— Start Selection —

When Will the Landlord Leverage End on Apartment Rentals?

Market forces have pushed rental prices up, but when, and how, do people give up and go elsewhere?

Looking for a rental apartment/? Zillow offers five suggestions, noting that in a recent survey they took, more than a third of respondents said it was harder to find the rental they’re in now than it would be to get a new job. The advice: pay more up front, sign a longer lease, be flexible on move-in dates, be one of the first to look, and have strong references.

It probably sounds like good news for those enjoying strong demand and rents in multifamily, but ultimately may not be. What favors one side in negotiations at a given moment frequently leads to unstable markets that can turn things upside down in unexpected ways.

— End Selection —
— Start Records for processing —

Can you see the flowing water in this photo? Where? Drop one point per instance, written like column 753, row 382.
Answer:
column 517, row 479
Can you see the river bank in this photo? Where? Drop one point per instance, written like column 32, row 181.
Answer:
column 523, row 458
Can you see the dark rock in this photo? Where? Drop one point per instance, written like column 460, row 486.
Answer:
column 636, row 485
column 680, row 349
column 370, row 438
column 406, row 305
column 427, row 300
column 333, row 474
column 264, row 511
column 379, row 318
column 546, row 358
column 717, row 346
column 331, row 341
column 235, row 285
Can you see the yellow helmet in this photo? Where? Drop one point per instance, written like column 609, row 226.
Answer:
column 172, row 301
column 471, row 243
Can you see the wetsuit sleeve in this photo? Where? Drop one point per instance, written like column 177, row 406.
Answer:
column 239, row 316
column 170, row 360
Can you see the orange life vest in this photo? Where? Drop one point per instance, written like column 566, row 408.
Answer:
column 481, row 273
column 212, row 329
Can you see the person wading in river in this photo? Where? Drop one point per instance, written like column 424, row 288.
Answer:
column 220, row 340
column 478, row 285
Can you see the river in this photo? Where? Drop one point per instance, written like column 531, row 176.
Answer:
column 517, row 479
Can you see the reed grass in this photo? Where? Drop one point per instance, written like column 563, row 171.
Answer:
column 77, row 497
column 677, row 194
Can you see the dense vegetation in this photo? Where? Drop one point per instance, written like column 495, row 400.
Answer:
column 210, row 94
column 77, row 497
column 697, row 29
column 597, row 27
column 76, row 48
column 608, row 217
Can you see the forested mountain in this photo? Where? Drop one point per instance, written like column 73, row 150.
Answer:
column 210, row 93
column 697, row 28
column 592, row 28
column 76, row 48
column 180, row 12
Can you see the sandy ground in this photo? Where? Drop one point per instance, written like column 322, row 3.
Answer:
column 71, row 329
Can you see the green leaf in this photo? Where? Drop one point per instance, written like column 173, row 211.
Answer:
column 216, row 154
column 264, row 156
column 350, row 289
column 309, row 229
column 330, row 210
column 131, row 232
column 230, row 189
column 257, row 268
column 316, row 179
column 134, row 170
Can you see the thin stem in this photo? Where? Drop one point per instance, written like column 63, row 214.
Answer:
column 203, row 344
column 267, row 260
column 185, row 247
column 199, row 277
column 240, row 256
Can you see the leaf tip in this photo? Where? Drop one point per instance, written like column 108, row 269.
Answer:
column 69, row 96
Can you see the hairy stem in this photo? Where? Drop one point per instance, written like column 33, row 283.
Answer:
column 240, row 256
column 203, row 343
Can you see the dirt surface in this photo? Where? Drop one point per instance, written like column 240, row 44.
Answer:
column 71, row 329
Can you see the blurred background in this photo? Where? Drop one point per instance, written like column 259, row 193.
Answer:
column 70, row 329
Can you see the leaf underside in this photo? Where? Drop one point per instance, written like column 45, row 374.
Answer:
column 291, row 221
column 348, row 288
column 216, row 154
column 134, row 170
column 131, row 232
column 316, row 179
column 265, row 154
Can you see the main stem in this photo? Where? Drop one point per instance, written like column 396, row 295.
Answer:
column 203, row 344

— End Records for processing —

> _Challenges_
**1)** In the article on apartment rentals, what share of people in Zillow's recent survey said their current rental was harder to find than a new job would be?
**2)** Give back, unchanged, the lines of the records starting at the line that contains "Can you see the dark" and ending at the line that contains "column 235, row 285", with both of those lines included.

> _Exercise answers_
**1)** More than a third.

**2)**
Can you see the dark rock in this photo? Where? Drop one point per instance, written like column 460, row 486.
Answer:
column 636, row 485
column 680, row 349
column 370, row 438
column 406, row 305
column 427, row 300
column 333, row 474
column 264, row 511
column 379, row 318
column 546, row 358
column 717, row 346
column 331, row 341
column 235, row 285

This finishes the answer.